- GENANNTES ZIEL A
Gib aus dem Text über die in Bürgerämtern gestohlenen Dokumente den Abschnitt wörtlich wieder, der bei „Unter Verweis auf“ beginnt und bei „ein Sprecher sagte.“ endet.

··· VORLIEGENDER TEXT ···

Dokumente wurden in Bürgerämtern gestohlen

Unter Verweis auf die weiterhin laufenden Ermittlungen wollte die Polizei zunächst keine näheren Informationen zu den Verdächtigen und den Hintergründen der Ermittlungen geben. Unklar ist, wie viele Dokumente die Hehler in Umlauf bringen konnten, bevor die Ermittler zuschlugen. Auch zur Höhe des Schwarzmarktwerts der gefundenen Papiere wollte sich die Polizei zunächst nicht äußern. Fest steht bisher nur, dass die Dokumente bei "mehreren Einbrüchen innerhalb und außerhalb Berlins" erbeutet wurden und dann gegen Bargeld weiterverkauft wurden, wie ein Sprecher sagte.

Offen ließ der Sprecher, ob die Männer auch verdächtigt werden, die Einbrüche verübt zu haben – oder ob sie beispielsweise über einen Mittelsmann an die Papiere gelangten. Im April 2013 waren Unbekannte ins Bürgeramt Halemweg eingebrochen und hatten zahlreiche Blankodokumente gestohlen. Ob es sich bei der vor fast zwei Jahren im Halemweg gemachten Beute um die am Freitag gefundenen Dokumente handelte, wollte die Polizei nicht kommentieren.

··· ERFASSTE ANGABEN ···

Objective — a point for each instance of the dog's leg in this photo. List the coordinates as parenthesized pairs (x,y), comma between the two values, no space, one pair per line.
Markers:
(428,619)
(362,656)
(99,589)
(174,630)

···

- GENANNTES ZIEL B
Forme alle Zeilen, die oben auf den Text über die Bürgerämter folgen, in eine nummerierte Liste um. Lass Leerzeilen dabei weg.

- RICHTIGE ANTWORT A
Unter Verweis auf die weiterhin laufenden Ermittlungen wollte die Polizei zunächst keine näheren Informationen zu den Verdächtigen und den Hintergründen der Ermittlungen geben. Unklar ist, wie viele Dokumente die Hehler in Umlauf bringen konnten, bevor die Ermittler zuschlugen. Auch zur Höhe des Schwarzmarktwerts der gefundenen Papiere wollte sich die Polizei zunächst nicht äußern. Fest steht bisher nur, dass die Dokumente bei "mehreren Einbrüchen innerhalb und außerhalb Berlins" erbeutet wurden und dann gegen Bargeld weiterverkauft wurden, wie ein Sprecher sagte.

- RICHTIGE ANTWORT B
1. Objective — a point for each instance of the dog's leg in this photo. List the coordinates as parenthesized pairs (x,y), comma between the two values, no space, one pair per line.
2. Markers:
3. (428,619)
4. (362,656)
5. (99,589)
6. (174,630)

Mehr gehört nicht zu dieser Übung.